─── Extracted text

October is breast cancer awareness month—and that means it’s time to bring awareness about this very real and very dangerous disease. About 17% of women diagnosed with breast cancer die from it, despite the fact that if it is caught early, survival rate is north of 98%. Even as more and more successful treatment regimens are developed, more and more women die from this kind of cancer every year. This is largely due to the expense, unavailability, or inconvenience of breast cancer screenings. It’s important to raise breast cancer awareness and for seniors especially to stick to a strict schedule of mammograms.
Breast cancer does not just affect seniors, but breast cancer in seniors can often be more devastating than breast cancer in other age ranges. Age is one of the first risk factors listed for breast cancer, as abnormal cell growth is naturally more common in order women than in younger women. 80% of all breast cancer is found in women who are over the age of fifty, with 60% of those cases occurring in women who are over the age of sixty-five. While it is relatively uncommon for a thirty-year-old woman to discover she has breast cancer, it is very common for an eighty-year-old woman to be diagnosed with breast cancer.
Though breast cancer awareness has increased over the last decade, there is still little known about breast cancer in seniors, simply because there are fewer women over the age of fifty in clinical trials. Seniors also have more roadblocks when it comes to treatment of breast cancer, including not being able to drive to appointments or not being able to afford treatment.
The side effects of the most effective treatments for breast cancer are also amplified for seniors, and some insurance policies won’t cover treatments like chemotherapy. This doesn’t mean that there are no treatment options. Many patients have great success with surgeries to remove lumps and tumors, while radiation therapy and hormone therapy can also help. As medicine advances, doctors are looking for treatments that are better suited for older patients, especially when it comes to reducing side effects and reducing treatment time.
We use the month of October to create and spread awareness of the disease, and most importantly honor those who have fought it, are fighting it, and those who support them.

──────
─── Data shown

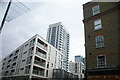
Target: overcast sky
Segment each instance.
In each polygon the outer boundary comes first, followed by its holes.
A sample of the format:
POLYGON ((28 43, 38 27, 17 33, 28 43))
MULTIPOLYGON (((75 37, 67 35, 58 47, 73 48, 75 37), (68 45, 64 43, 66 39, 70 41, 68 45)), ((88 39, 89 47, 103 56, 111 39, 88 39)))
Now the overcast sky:
POLYGON ((35 34, 46 39, 50 24, 62 22, 70 33, 69 60, 85 56, 82 5, 90 0, 24 3, 30 12, 6 22, 2 31, 2 56, 6 56, 35 34))

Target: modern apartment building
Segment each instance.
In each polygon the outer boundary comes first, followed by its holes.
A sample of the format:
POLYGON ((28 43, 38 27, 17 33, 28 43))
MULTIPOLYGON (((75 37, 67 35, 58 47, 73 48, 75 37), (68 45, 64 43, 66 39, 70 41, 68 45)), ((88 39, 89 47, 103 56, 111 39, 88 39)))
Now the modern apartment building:
POLYGON ((79 77, 63 69, 54 69, 52 80, 79 80, 79 77))
POLYGON ((87 80, 120 80, 120 2, 83 5, 87 80))
POLYGON ((47 41, 63 53, 63 69, 68 69, 69 33, 61 22, 49 25, 47 41))
POLYGON ((75 56, 75 62, 84 62, 83 56, 80 56, 80 55, 75 56))
POLYGON ((78 75, 79 79, 84 78, 83 71, 85 70, 85 65, 83 62, 69 62, 69 71, 75 75, 78 75))
POLYGON ((46 80, 62 68, 63 54, 39 35, 33 36, 2 61, 2 80, 46 80))

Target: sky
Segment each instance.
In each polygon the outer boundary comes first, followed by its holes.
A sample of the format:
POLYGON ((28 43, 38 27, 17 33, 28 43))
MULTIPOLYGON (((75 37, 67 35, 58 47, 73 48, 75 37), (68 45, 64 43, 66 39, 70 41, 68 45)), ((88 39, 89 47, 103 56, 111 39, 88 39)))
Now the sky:
POLYGON ((2 57, 5 57, 35 34, 46 39, 50 24, 62 22, 70 34, 69 61, 85 57, 83 1, 25 2, 30 11, 10 22, 2 30, 2 57))

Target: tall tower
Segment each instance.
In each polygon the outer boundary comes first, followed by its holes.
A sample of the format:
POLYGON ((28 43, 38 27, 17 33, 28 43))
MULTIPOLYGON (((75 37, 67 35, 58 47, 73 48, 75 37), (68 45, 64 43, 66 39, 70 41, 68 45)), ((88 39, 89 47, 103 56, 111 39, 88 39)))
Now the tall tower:
POLYGON ((63 53, 63 69, 68 70, 69 33, 61 22, 49 25, 47 41, 63 53))
POLYGON ((83 5, 87 80, 120 80, 120 2, 83 5))
POLYGON ((80 55, 75 56, 75 62, 82 62, 83 63, 83 56, 80 56, 80 55))

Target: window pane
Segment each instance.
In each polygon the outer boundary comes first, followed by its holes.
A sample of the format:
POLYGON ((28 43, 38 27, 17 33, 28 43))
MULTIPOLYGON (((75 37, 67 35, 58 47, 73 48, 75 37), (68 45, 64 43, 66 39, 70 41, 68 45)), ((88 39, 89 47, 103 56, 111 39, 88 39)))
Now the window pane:
POLYGON ((96 47, 104 47, 104 38, 103 36, 96 37, 96 47))
POLYGON ((105 56, 98 56, 97 66, 104 67, 105 66, 105 56))
POLYGON ((93 15, 100 13, 99 5, 92 7, 93 15))
POLYGON ((99 30, 99 29, 102 28, 101 19, 98 19, 98 20, 94 21, 94 28, 95 28, 95 30, 99 30))

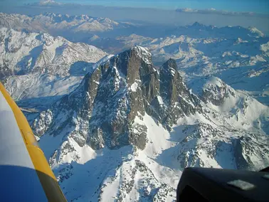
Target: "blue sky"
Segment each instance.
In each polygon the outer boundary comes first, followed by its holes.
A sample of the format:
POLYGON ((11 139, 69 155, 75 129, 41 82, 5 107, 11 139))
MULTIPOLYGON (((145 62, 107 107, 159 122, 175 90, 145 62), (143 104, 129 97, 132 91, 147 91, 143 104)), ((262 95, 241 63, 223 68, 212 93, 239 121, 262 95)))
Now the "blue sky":
MULTIPOLYGON (((36 1, 38 0, 0 0, 0 4, 19 5, 36 1)), ((107 6, 151 7, 166 9, 213 8, 231 11, 269 14, 269 0, 56 0, 56 1, 107 6)))

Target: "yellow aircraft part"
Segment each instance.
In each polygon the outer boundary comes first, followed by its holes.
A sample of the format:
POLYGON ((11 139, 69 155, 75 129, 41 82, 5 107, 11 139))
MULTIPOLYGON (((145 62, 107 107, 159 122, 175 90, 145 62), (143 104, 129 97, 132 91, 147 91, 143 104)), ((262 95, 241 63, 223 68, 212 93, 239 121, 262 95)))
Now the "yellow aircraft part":
POLYGON ((48 201, 66 201, 43 152, 38 146, 36 137, 33 134, 26 118, 16 102, 6 91, 1 83, 0 83, 0 90, 14 114, 24 144, 29 153, 29 156, 32 160, 48 201))

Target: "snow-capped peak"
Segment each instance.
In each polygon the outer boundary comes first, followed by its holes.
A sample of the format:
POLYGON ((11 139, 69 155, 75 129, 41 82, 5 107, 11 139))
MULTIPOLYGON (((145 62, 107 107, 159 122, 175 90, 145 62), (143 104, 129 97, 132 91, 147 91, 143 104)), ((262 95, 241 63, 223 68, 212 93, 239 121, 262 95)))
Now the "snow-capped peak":
POLYGON ((258 36, 260 37, 264 37, 265 35, 259 31, 258 28, 255 27, 248 27, 248 30, 252 33, 256 33, 258 34, 258 36))

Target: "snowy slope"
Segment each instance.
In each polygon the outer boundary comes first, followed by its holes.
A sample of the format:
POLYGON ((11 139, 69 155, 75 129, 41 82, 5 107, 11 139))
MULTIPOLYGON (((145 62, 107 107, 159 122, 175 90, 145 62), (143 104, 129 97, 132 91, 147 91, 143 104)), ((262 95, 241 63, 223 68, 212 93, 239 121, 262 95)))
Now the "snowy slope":
POLYGON ((49 105, 71 92, 107 55, 95 46, 48 33, 1 28, 0 36, 0 79, 14 99, 28 100, 22 104, 26 107, 49 105))
POLYGON ((255 28, 218 28, 194 23, 179 28, 177 34, 169 37, 150 38, 133 34, 118 40, 125 47, 147 47, 157 65, 170 58, 176 59, 187 83, 193 78, 215 75, 269 104, 269 38, 255 28))
POLYGON ((68 16, 46 13, 28 16, 0 13, 0 26, 16 30, 48 31, 70 30, 72 32, 106 31, 122 26, 107 18, 94 18, 88 15, 68 16))
POLYGON ((173 201, 186 166, 268 164, 269 108, 219 78, 188 89, 139 46, 95 68, 32 124, 68 201, 173 201))

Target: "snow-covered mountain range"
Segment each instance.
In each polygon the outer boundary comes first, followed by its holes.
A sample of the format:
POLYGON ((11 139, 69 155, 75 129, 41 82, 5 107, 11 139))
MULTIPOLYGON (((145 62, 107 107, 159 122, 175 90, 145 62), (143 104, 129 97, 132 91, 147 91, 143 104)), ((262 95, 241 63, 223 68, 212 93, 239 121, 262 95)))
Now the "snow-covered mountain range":
MULTIPOLYGON (((1 28, 0 38, 0 79, 15 100, 66 94, 107 55, 95 46, 48 33, 1 28)), ((31 100, 35 107, 40 102, 49 105, 54 99, 31 100)))
POLYGON ((45 13, 36 16, 0 13, 0 26, 16 30, 33 32, 60 31, 102 32, 127 26, 129 23, 118 23, 107 18, 94 18, 88 15, 68 16, 45 13))
POLYGON ((214 75, 269 105, 268 37, 256 28, 239 26, 194 23, 180 28, 179 33, 186 35, 152 38, 132 34, 117 39, 123 49, 136 45, 147 47, 156 65, 174 58, 187 83, 194 78, 214 75))
POLYGON ((184 167, 268 164, 269 107, 215 77, 189 89, 176 69, 135 46, 34 119, 68 200, 173 201, 184 167))
POLYGON ((185 167, 268 166, 269 38, 198 23, 97 33, 130 26, 0 14, 0 80, 68 201, 173 201, 185 167), (68 31, 122 53, 53 36, 68 31))

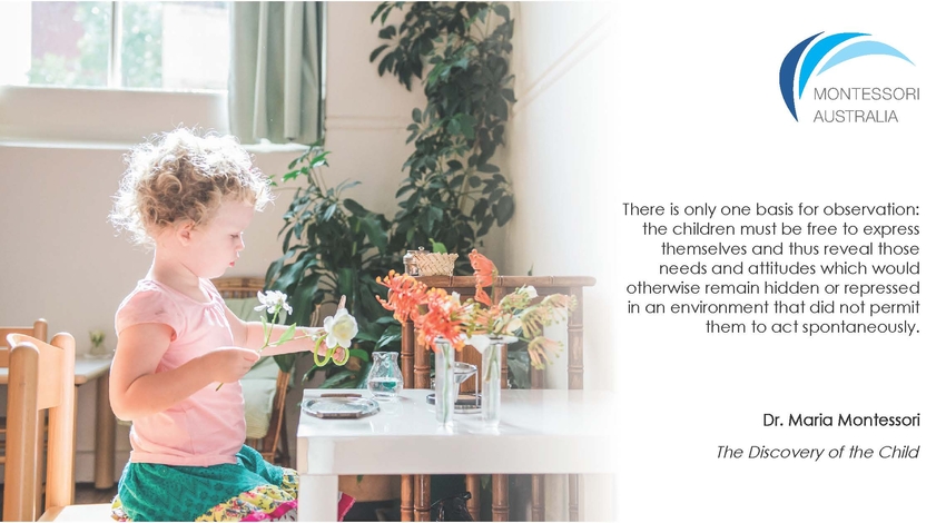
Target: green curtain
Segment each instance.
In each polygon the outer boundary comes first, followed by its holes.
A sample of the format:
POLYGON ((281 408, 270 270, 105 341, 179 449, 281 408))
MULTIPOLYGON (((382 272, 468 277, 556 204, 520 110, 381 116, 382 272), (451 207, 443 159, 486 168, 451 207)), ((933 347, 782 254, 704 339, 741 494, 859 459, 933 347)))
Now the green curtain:
POLYGON ((324 134, 325 3, 230 3, 230 134, 312 144, 324 134))

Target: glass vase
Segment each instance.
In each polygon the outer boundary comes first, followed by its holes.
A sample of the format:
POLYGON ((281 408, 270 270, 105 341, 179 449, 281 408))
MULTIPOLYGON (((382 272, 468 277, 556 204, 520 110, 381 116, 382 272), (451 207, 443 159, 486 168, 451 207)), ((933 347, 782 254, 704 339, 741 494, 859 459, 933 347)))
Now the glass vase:
POLYGON ((404 376, 397 366, 401 353, 375 351, 372 353, 372 369, 368 373, 368 392, 376 399, 395 399, 404 388, 404 376))
POLYGON ((434 351, 434 408, 437 422, 449 425, 453 422, 453 408, 456 402, 456 387, 454 386, 454 368, 456 352, 446 339, 436 339, 434 351))
POLYGON ((500 424, 503 346, 515 341, 516 338, 513 336, 490 336, 490 344, 483 349, 483 368, 480 372, 483 386, 480 405, 486 426, 499 426, 500 424))

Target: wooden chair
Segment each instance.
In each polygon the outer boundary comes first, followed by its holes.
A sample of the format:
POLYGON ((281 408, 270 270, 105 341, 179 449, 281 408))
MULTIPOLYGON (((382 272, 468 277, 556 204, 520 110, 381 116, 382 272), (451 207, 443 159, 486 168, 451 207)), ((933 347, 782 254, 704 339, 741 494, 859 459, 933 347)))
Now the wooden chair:
MULTIPOLYGON (((476 289, 476 280, 473 276, 426 276, 417 278, 430 287, 440 287, 447 293, 459 293, 461 299, 472 297, 476 289)), ((522 287, 532 285, 539 296, 550 294, 569 294, 578 298, 578 306, 568 323, 568 382, 569 388, 583 388, 584 374, 584 345, 582 325, 582 290, 591 287, 594 278, 588 276, 499 276, 493 282, 492 290, 500 299, 505 294, 522 287)), ((431 387, 431 363, 430 352, 424 346, 420 336, 415 336, 413 324, 410 322, 402 328, 401 339, 401 368, 404 374, 405 388, 430 388, 431 387)), ((505 353, 505 348, 503 348, 505 353)), ((457 353, 457 359, 481 366, 481 356, 475 349, 466 348, 457 353)), ((501 386, 508 386, 509 366, 506 356, 502 356, 501 386)), ((545 387, 544 371, 531 369, 530 381, 532 388, 545 387)), ((473 391, 472 383, 461 385, 464 392, 473 391)), ((509 521, 509 475, 493 474, 493 521, 509 521)), ((467 507, 474 519, 480 514, 480 477, 471 474, 466 476, 466 490, 472 497, 467 501, 467 507)), ((569 519, 578 520, 578 475, 569 475, 569 519)), ((431 476, 430 475, 402 475, 401 476, 401 521, 430 521, 431 520, 431 476)), ((532 475, 532 521, 545 520, 545 476, 532 475)))
POLYGON ((72 504, 76 448, 76 341, 60 333, 48 344, 24 334, 6 336, 0 367, 9 368, 7 463, 3 520, 37 521, 37 489, 42 463, 39 422, 49 413, 46 513, 53 517, 72 504))
MULTIPOLYGON (((8 334, 26 334, 27 336, 32 336, 40 342, 46 342, 47 333, 49 332, 49 325, 46 323, 46 319, 39 318, 33 322, 32 327, 0 327, 0 346, 4 346, 7 343, 8 334)), ((42 434, 40 432, 40 434, 42 434)), ((3 441, 0 441, 0 465, 7 463, 7 452, 6 452, 6 436, 7 436, 7 418, 0 417, 0 437, 3 437, 3 441)))
MULTIPOLYGON (((256 298, 256 293, 263 290, 265 280, 250 277, 226 277, 214 279, 214 285, 224 299, 256 298)), ((286 428, 286 394, 289 389, 292 375, 279 369, 276 376, 276 395, 273 397, 273 414, 269 417, 269 430, 262 438, 250 438, 249 445, 259 451, 270 463, 289 466, 289 433, 286 428)))
MULTIPOLYGON (((46 342, 49 333, 49 324, 47 324, 46 319, 39 318, 33 322, 32 327, 0 327, 0 346, 6 346, 7 335, 8 334, 26 334, 27 336, 32 336, 40 342, 46 342)), ((46 417, 40 416, 38 420, 39 430, 37 431, 37 442, 41 448, 45 448, 46 444, 46 417)), ((7 417, 0 416, 0 465, 7 463, 7 417)), ((37 485, 36 491, 36 506, 39 507, 42 496, 42 476, 37 478, 39 484, 37 485)))

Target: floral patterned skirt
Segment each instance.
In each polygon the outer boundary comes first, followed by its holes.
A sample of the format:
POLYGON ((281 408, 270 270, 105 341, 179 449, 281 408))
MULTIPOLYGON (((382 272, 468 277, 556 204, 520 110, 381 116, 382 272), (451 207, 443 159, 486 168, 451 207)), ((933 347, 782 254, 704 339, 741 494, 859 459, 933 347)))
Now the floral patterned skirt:
MULTIPOLYGON (((236 464, 129 463, 112 502, 117 521, 296 521, 298 473, 244 445, 236 464)), ((339 520, 353 500, 343 496, 339 520)))

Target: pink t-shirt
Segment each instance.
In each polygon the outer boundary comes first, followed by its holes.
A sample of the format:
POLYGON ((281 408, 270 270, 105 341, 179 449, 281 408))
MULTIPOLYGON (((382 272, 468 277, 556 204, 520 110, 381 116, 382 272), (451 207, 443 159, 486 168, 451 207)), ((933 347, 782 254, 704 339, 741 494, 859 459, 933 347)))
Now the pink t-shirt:
MULTIPOLYGON (((158 282, 142 279, 115 314, 115 330, 159 323, 174 329, 171 343, 155 373, 177 368, 215 348, 233 346, 226 305, 209 280, 200 287, 210 296, 200 303, 158 282)), ((236 463, 246 440, 243 389, 239 382, 217 388, 210 383, 167 411, 134 421, 131 462, 210 466, 236 463)))

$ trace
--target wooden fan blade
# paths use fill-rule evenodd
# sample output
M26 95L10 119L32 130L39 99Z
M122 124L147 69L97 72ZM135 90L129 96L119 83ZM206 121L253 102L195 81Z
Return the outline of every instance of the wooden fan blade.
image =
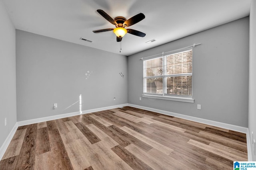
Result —
M107 13L105 12L104 11L102 10L98 10L97 12L99 13L102 16L104 17L105 19L107 20L112 24L114 25L117 25L117 23L115 21L113 18L111 18L110 16L108 15Z
M138 36L139 37L144 37L146 35L146 34L145 33L143 33L142 32L140 32L135 29L126 29L126 30L127 30L128 33L134 35Z
M108 31L113 31L114 28L106 28L106 29L98 29L98 30L92 31L94 33L101 33L102 32Z
M138 14L126 20L124 23L124 27L130 27L145 18L145 16L142 13Z
M121 41L122 41L122 37L118 37L118 36L116 36L116 41L117 42Z

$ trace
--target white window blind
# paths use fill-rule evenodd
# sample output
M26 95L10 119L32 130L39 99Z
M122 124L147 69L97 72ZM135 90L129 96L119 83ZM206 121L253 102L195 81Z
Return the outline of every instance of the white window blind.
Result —
M144 60L144 94L192 97L192 49Z

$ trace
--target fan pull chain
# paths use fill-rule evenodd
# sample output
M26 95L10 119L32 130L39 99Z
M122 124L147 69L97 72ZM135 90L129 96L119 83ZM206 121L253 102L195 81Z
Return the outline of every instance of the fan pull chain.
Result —
M121 44L121 41L120 41L120 53L121 53L121 50L122 50L122 45Z

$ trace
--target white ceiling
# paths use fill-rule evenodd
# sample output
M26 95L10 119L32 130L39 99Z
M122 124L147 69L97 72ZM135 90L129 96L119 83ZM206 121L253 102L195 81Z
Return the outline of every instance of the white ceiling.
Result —
M114 28L96 10L128 19L146 18L127 27L146 34L127 34L121 54L133 54L248 16L251 0L3 0L16 29L120 54ZM89 43L80 38L92 41ZM152 39L156 41L145 42Z

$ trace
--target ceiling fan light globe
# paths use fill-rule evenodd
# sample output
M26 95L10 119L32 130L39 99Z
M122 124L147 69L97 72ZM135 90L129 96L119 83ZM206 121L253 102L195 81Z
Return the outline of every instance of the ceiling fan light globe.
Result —
M127 30L125 28L120 27L118 27L114 29L113 30L114 33L116 34L117 37L121 37L124 36L127 33Z

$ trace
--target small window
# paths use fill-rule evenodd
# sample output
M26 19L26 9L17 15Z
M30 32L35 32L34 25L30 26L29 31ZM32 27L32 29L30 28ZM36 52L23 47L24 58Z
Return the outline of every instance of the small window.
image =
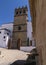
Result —
M26 11L24 10L23 13L26 13Z
M21 26L18 27L18 30L21 30Z
M18 12L16 12L16 15L18 14Z
M9 35L9 33L7 33L7 35Z
M21 14L22 12L20 11L20 14Z
M4 38L6 38L6 37L4 36Z
M0 31L0 34L1 34L1 31Z

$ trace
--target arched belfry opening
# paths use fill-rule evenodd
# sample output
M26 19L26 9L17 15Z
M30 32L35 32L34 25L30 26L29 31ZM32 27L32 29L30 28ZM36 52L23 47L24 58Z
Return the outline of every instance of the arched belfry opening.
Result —
M12 48L27 46L27 7L16 8L14 13ZM22 41L22 42L21 42Z

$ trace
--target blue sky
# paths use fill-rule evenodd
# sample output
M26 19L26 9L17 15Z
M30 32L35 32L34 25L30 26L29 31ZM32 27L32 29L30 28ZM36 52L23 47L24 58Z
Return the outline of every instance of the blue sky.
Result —
M28 0L0 0L0 25L14 21L15 8L26 6L28 7L28 17L30 18Z

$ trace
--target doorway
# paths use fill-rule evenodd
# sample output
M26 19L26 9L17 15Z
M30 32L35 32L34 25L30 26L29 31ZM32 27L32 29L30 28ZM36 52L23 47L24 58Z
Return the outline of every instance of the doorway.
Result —
M17 40L17 49L20 50L20 46L21 46L21 39L19 38L19 39Z

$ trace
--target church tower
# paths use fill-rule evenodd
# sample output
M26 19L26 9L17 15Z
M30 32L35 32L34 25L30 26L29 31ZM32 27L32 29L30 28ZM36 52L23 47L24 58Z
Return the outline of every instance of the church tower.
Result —
M12 48L27 46L27 7L15 9Z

──────

What to work on:
(1) Rewrite the part of the breast cancer text that opens with the words containing "The side effects" and closes with "reducing treatment time.", replacing "side effects" with "adverse effects".
(2) According to the breast cancer text, why is comparatively little known about breast cancer in seniors?
(3) State whether each statement agrees with the breast cancer text, answering yes or no and quoting the deciding words: (a) When breast cancer is caught early, the survival rate exceeds 98%. (b) Most breast cancer is found in women under the age of fifty. (c) Every insurance policy covers chemotherapy.

List of answers:
(1)
The adverse effects of the most effective treatments for breast cancer are also amplified for seniors, and some insurance policies won’t cover treatments like chemotherapy. This doesn’t mean that there are no treatment options. Many patients have great success with surgeries to remove lumps and tumors, while radiation therapy and hormone therapy can also help. As medicine advances, doctors are looking for treatments that are better suited for older patients, especially when it comes to reducing adverse effects and reducing treatment time.

(2) Little is known about breast cancer in seniors because fewer women over the age of fifty take part in clinical trials. This is so even though breast cancer awareness has increased over the last decade.

(3)
(a) Yes: "if it is caught early, survival rate is north of 98%"
(b) No: "80% of all breast cancer is found in women who are over the age of fifty"
(c) No: "some insurance policies won’t cover treatments like chemotherapy"